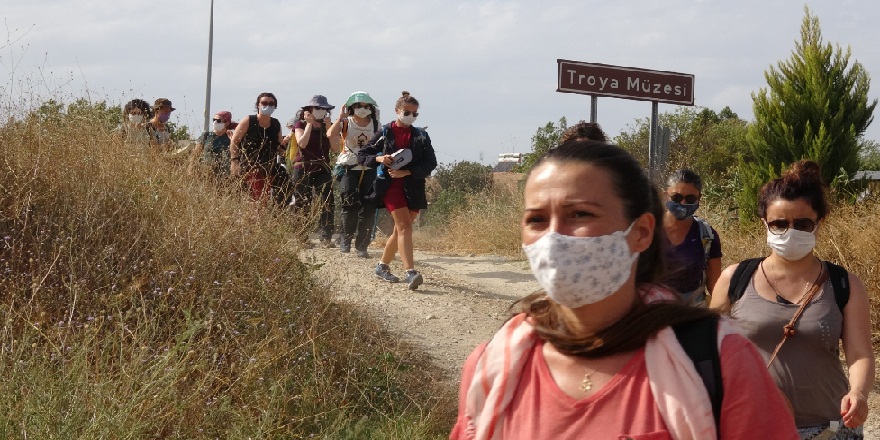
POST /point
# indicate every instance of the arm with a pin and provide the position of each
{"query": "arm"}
(720, 300)
(196, 153)
(859, 354)
(235, 147)
(752, 401)
(713, 272)
(459, 430)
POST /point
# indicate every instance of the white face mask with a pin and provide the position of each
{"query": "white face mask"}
(575, 271)
(407, 120)
(793, 245)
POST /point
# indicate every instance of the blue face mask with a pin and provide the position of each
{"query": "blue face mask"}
(681, 212)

→ Problem description: Using the records above, write out exactly the lines from the one containing "# indicate every instance of the white" through the last, and add nothing.

→ Answer to this problem:
# indicate every instance of the white face mask with a pin and provide the position of each
{"query": "white face mask"}
(575, 271)
(407, 120)
(793, 245)
POST /point
# indicate every instance of the blue face mask with a pin and provide the position of each
{"query": "blue face mask"}
(681, 212)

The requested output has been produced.